* Start Record set *

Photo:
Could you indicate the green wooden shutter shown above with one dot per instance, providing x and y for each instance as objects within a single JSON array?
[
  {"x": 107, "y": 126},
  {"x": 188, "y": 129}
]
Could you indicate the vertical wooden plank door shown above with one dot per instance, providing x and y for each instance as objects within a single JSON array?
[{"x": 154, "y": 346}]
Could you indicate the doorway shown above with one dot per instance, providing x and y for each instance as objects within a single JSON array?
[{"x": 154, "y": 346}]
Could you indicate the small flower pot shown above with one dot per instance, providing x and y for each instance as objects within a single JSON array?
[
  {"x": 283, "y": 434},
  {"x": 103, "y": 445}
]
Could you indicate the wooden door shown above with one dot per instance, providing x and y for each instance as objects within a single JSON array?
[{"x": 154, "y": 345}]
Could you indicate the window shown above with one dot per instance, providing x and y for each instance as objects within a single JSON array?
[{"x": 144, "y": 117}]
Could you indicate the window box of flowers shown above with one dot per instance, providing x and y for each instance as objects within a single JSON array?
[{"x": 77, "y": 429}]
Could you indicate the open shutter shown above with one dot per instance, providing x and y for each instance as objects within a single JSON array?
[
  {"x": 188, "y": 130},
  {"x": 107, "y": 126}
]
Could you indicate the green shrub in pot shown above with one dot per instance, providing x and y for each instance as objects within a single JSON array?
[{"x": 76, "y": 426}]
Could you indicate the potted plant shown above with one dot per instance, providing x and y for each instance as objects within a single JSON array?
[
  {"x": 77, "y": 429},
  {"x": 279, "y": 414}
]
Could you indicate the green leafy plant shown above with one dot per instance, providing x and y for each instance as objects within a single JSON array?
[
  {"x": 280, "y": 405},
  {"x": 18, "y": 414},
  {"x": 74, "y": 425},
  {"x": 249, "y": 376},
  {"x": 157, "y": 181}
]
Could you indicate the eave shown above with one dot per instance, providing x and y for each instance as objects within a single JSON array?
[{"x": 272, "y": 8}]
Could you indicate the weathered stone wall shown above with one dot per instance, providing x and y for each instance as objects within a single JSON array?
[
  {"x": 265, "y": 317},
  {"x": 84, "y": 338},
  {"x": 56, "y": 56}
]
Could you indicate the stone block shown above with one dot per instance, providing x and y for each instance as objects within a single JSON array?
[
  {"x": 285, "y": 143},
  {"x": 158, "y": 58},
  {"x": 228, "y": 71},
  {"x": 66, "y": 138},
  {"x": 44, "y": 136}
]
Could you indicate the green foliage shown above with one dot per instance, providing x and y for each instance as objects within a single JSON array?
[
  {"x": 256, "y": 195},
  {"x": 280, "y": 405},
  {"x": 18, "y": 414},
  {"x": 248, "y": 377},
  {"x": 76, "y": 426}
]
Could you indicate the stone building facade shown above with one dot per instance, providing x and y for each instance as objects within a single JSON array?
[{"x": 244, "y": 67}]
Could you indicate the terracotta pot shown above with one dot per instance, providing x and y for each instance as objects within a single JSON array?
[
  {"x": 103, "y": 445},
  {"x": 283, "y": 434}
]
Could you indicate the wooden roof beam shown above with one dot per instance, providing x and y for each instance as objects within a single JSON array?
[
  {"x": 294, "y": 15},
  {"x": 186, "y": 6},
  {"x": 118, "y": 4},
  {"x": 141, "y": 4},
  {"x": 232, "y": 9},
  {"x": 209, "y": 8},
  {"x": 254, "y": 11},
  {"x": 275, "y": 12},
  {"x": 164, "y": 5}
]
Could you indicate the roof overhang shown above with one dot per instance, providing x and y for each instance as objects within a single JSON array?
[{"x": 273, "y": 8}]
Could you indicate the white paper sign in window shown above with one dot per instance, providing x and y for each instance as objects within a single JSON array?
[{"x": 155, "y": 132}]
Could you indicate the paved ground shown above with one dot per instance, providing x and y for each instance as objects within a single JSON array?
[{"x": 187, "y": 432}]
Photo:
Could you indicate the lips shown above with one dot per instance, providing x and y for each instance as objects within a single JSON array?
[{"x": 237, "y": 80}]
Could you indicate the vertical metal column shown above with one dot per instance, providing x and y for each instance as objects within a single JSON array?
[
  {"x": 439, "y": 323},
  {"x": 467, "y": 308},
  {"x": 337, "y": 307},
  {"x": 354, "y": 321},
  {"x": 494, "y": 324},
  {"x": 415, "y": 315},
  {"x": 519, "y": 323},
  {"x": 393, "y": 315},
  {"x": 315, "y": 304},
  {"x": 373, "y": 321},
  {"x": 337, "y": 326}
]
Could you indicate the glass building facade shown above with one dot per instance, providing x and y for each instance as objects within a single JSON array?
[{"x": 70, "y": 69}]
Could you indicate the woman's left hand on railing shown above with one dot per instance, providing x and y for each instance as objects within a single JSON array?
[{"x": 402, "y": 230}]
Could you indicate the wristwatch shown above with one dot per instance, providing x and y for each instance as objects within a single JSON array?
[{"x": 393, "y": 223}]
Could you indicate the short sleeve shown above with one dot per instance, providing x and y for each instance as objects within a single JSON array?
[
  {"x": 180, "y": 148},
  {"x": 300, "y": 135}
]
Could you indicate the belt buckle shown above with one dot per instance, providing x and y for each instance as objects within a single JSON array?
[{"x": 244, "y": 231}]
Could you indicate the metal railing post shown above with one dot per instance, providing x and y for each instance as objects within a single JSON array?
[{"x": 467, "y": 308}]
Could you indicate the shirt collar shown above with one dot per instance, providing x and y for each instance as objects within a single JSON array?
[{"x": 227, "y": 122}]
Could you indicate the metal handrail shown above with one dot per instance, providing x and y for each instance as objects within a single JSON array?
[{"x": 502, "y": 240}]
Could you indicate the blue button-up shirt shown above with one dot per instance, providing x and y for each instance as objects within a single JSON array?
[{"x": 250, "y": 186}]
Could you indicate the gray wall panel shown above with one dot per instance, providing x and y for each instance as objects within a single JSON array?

* End Record set *

> [Goal] Quote every line of the records above word for word, without changing anything.

> [Answer]
Photo:
Could you indicate the green wooden shutter shown above with one dot per instance, providing x and y for each instance as objects within a single JSON array?
[
  {"x": 107, "y": 126},
  {"x": 188, "y": 129}
]
Could you indicate the vertical wooden plank door shown above with one dot per instance, providing x and y for each instance as objects within a single JSON array?
[{"x": 154, "y": 346}]
Could you indicate the doorway shown above with one dot per instance, providing x and y for each instance as objects within a single JSON array?
[{"x": 154, "y": 346}]
Could you indicate the small flower pot shown above with one dot per instance, providing x and y for each instance as objects within a single JSON array?
[
  {"x": 283, "y": 434},
  {"x": 103, "y": 445}
]
Could you indicate the wooden door shown above with one dot per instance, providing x and y for each instance as objects within a single JSON array?
[{"x": 154, "y": 345}]
Could you indicate the window shown above with one dot per instance, providing x and y for each instance as objects within a single JSON array?
[{"x": 144, "y": 117}]
Could you indicate the window box of flowers shown above with one dot per instance, providing x and y for each instance as objects within a single JSON array?
[{"x": 77, "y": 429}]
Could you indicate the open shutter shown above with one dot per instance, providing x and y for each instance as objects within a single JSON array?
[
  {"x": 188, "y": 130},
  {"x": 107, "y": 126}
]
Could you indicate the green shrub in pot shown above with one dot per instance, providing x and y for each instance as objects within a single JSON array?
[{"x": 76, "y": 426}]
Could you indicate the potted plant shown above with one dot per instance, providing x and y for each instance as objects within a single JSON array?
[
  {"x": 77, "y": 429},
  {"x": 279, "y": 414}
]
Could you indicate the green leafy plant shown above with one dot per instance, providing x and y for each instance as objects within a single JSON array?
[
  {"x": 280, "y": 405},
  {"x": 18, "y": 414},
  {"x": 74, "y": 425},
  {"x": 249, "y": 376},
  {"x": 157, "y": 181}
]
Could you indicate the eave shown above with one dot per instance, providing x and y for each instance as objects within a single JSON array?
[{"x": 272, "y": 8}]
Could you indicate the weathered stone wall shown above with one dot per instance, providing x and y for each instance as objects within a single JSON array?
[
  {"x": 265, "y": 317},
  {"x": 84, "y": 338},
  {"x": 56, "y": 56}
]
Could you indicate the stone block shown above with one dot per instance, providing x and y for each instance as objects within a single JSON array?
[
  {"x": 285, "y": 143},
  {"x": 158, "y": 58},
  {"x": 228, "y": 71},
  {"x": 66, "y": 138},
  {"x": 44, "y": 136}
]
Could you indicate the green foliage shown above with one dot per instance, providing x and y for each instance as objects within a single JSON array?
[
  {"x": 256, "y": 195},
  {"x": 280, "y": 405},
  {"x": 18, "y": 414},
  {"x": 248, "y": 377},
  {"x": 76, "y": 426}
]
Could you indicate the stone building facade shown above with one dot per instance, providing x and y for each instance as objects within a single JSON array?
[{"x": 244, "y": 67}]
Could you indicate the terracotta pot shown above with one dot per instance, providing x and y for each instance as objects within a single JSON array?
[
  {"x": 103, "y": 445},
  {"x": 283, "y": 434}
]
Could you indicate the wooden roof beam shown above with one dot per instance, providing x and y for each instance as objects within a single JSON array?
[
  {"x": 294, "y": 15},
  {"x": 186, "y": 6},
  {"x": 118, "y": 4},
  {"x": 141, "y": 4},
  {"x": 232, "y": 9},
  {"x": 209, "y": 8},
  {"x": 254, "y": 11},
  {"x": 275, "y": 12},
  {"x": 164, "y": 5}
]
Could you indicate the roof overhang shown above with one dot per instance, providing x and y for each instance as objects within a single JSON array?
[{"x": 273, "y": 8}]
Could you indicate the white paper sign in window shown above with one dot per instance, providing x and y for each instance as objects within a single JSON array?
[{"x": 155, "y": 132}]
Could you indicate the paved ground shown above with one dot per instance, providing x and y for each instance as objects within a single JSON array?
[{"x": 187, "y": 432}]
Photo:
Could you indicate the lips shown above with one dot per instance, providing x and y for each instance as objects within a single JSON array?
[{"x": 237, "y": 80}]
Could you indicate the vertical metal column shown above with one dot per instance, providing x and y for each instance as objects within a single JSON array?
[
  {"x": 439, "y": 323},
  {"x": 467, "y": 308},
  {"x": 337, "y": 307},
  {"x": 354, "y": 321},
  {"x": 494, "y": 324},
  {"x": 415, "y": 315},
  {"x": 519, "y": 323},
  {"x": 393, "y": 315},
  {"x": 315, "y": 304},
  {"x": 373, "y": 321},
  {"x": 337, "y": 326}
]
Could you indicate the glass building facade shown above with one dot per instance, providing x and y for each instance as objects within a single JSON array?
[{"x": 70, "y": 69}]
Could you indicate the woman's left hand on railing shown above with one dot per instance, providing x and y for each instance as objects within a single JSON array?
[{"x": 402, "y": 230}]
Could you indicate the wristwatch shown above with one dot per instance, providing x and y for each instance as objects within a single JSON array?
[{"x": 393, "y": 223}]
Could you indicate the short sleeve shown above with one dot per instance, providing x and y for each instance as objects within a single JSON array?
[
  {"x": 180, "y": 148},
  {"x": 300, "y": 135}
]
Could you indicate the belt buckle shown above with one dot per instance, providing x and y for each instance as objects within a single JSON array?
[{"x": 244, "y": 231}]
Could you indicate the metal railing post shown above with one dot per instance, providing x and y for each instance as objects within a single JSON array?
[{"x": 467, "y": 308}]
Could you indicate the shirt collar shown above with one dot per instance, providing x and y for each instance as objects within a single JSON array?
[{"x": 227, "y": 122}]
Could you indicate the metal handrail shown above with one dot per instance, providing x and y for each instance as objects within a single JSON array?
[{"x": 502, "y": 240}]
Could you indicate the blue button-up shirt shown above with one dot per instance, providing x and y for each instance as objects within a single JSON array?
[{"x": 250, "y": 186}]
Could you indicate the gray wall panel shown above with one dot per instance, providing x and y for each instance as objects within a single JSON array?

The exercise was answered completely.